- [AIM 1] Repeat the lines of the listing word for word, starting at the line that contains "point: older man" and ending at the last line of the listing, both included. Omit the pictures from your answer.
— START PROVIDED PASSAGE —
Mr. Cook's slide presentation can be accessed here.
MR. COOK:
One hundred years, a century, that's a long time. And as an engineer, I have always had a fascination with numbers, and I knew this hundred year mark was coming up in 2017. And as you look back at your career and the things that you have done, there are people that started out before you, and a hundred years ago, as I did the research on this project, the similarities between what they did a hundred years ago and what we do today is very dramatic. The people a hundred years ago -- sorry to say they were all men back then -- started us on this path, this organization, as a jurisdiction, as a state, but also how we related to the National Board and ASME. It was like a triangle between the three groups, and as a jurisdiction we provided the regulations, the National Board provided the inspection, and ASME provided the engineering analysis for the boilers and pressure vessels that we inspect.
So this was a hundred years ago that we put all of this into play, and creating regulations is what happened back then. It's 1917, and there were no safety programs. There wasn't much in the way of government regulation at all. But at that time, they saw the need for that and put rules into place. And an analogy that I came up with is similar to baseball. Over a hundred years ago somebody came up with rules for baseball. Three strikes you are out, three outs is an inning, two sets is an inning, and nine innings is a game. That's what we do, we create rules, we create regulations, and a hundred years ago people put that into play, and we still utilize that today. So I would like to start you with that, and we will go on from there.
A century as a jurisdiction. This is actually a copy of our first safety orders. It still sits in my office today. I have had copies made, and they will be distributed to our boiler inspectors at our annual meeting coming up in October, but a hundred years ago somebody came up with this very specific book. So how did we begin? That book was issued in January 1917. But what started that process?
In 1911, the state had a Workmen's Compensation Act, and that gave the commission, the Industrial Action Commission, the power to make and enforce safety orders, rules, regulations, to prescribe safety devices, to fix standards, and to order the reporting of injuries. A hundred years ago, that was the basis for our program. They found out in 1911 that the Workmen's Compensation Act was voluntary, and the intent was to get companies to abide by those type of regulations.
But a couple years later in 1913, the legislature figured out that the actual industry wasn't doing much, and they were still having a lot of deaths out in the various industries. And that was a real problem for them. So they said, “Well, we are going to have to write actual safety standards and provide some enforcement.” So there were 20 different types of industries that had safety standards written. Those included boilers, elevators, mining, logging, workmen's compensation, various things like that, all to help the employee.
As you think back a hundred years ago, if you got injured on the job, they found a new guy to take your place. There was no compensation for the widow, there were no safety orders, and there were no regulations of any sort. So what do you do to get around that or how do you improve that kind of program when you were relying on companies to enforce them themselves?
Hw do you adopt regulations? Nowadays we have this whole cycle, this whole methodology that we utilize between ASME and the National Board, our state and Canadian regulations. How do you actually do that? Back then they didn't really have a methodology. So California looked to Wisconsin as a state that had a nice system on how to write regulations. And you kind of had two choices. The legislature could have said, you have to have a low-water cut-off; you have to have a safety valve with an MAWP of this, and all those kind of very specific requirements. Or you could have written a broad-base standard that says you need to inspect boilers and pressure vessels, and leave the enforcement and the creation of those regulations up to the individual departments. And that's what California chose to do at the time. And that gives you the opportunity to have lots of changes, exemptions to your regulations, and gives a lot more control over the people that are actually affected by those regulations, as opposed to relying upon the legislature to change your laws.
— END PROVIDED PASSAGE —
- [AIM 2]
Answer these questions from the talk on a century of boiler regulation:
(a) In what month and year was the first book of safety orders issued?
(b) In what year did the state have a Workmen's Compensation Act?
(c) Which state did California look to for a system of writing regulations?
— START SUPPLIED MATERIAL —
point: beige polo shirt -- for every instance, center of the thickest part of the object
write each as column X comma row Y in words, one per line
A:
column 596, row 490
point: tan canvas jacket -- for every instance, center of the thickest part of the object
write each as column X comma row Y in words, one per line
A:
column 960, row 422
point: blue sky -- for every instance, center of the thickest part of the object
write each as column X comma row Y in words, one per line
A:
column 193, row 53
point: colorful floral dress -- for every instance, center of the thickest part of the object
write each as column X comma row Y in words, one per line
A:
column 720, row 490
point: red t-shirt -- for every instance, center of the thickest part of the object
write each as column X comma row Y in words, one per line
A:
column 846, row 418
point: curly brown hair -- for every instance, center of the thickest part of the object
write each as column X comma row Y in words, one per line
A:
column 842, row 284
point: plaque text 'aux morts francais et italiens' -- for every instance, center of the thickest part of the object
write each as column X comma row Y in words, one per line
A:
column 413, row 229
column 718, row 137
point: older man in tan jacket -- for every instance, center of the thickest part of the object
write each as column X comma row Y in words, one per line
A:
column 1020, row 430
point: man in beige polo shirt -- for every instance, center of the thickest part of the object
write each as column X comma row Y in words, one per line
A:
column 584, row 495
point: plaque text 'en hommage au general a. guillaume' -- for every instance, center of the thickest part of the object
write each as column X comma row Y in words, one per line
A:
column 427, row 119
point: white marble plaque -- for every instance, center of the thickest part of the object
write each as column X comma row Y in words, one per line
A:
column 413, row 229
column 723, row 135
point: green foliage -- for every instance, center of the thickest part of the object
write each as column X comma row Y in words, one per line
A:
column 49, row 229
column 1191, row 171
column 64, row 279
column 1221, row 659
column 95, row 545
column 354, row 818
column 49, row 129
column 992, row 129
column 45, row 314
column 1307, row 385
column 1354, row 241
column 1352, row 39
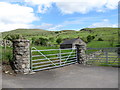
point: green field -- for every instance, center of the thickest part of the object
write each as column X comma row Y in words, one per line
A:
column 106, row 34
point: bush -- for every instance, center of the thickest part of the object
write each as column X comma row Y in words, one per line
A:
— END SUPPLIED MATERIAL —
- [PROBLEM SOLUTION 1]
point: older man in tan jacket -- for every instance, center of the thickest part of the object
write each as column X comma row Y in words, one per line
A:
column 1020, row 430
point: man in beige polo shirt -- for every instance, center of the thickest part of the object
write each as column X comma row Y in words, one per line
A:
column 584, row 495
point: plaque text 'en hommage au general a. guillaume' -- for every instance, center of the thickest part of the object
write each as column X comma row Y in words, one per line
A:
column 427, row 119
point: white marble plaque -- for every instance, center of the thickest part of the object
write each as column X comma row Y in words, one per line
A:
column 413, row 229
column 723, row 135
point: green foliage -- for every instance, center of the thickest part of the object
write each as column X comma row Y in words, one per line
A:
column 49, row 229
column 1191, row 171
column 64, row 279
column 1221, row 659
column 95, row 545
column 354, row 818
column 49, row 129
column 992, row 129
column 45, row 314
column 1307, row 385
column 1354, row 241
column 1352, row 39
point: green field -- for every instance, center of the thickest part of the object
write each as column X comma row Y in words, one per line
A:
column 106, row 34
point: bush -- for every instance, center of the thickest part of the object
write each as column X comma row Y in words, one per line
A:

- [PROBLEM SOLUTION 2]
(a) January 1917
(b) 1911
(c) Wisconsin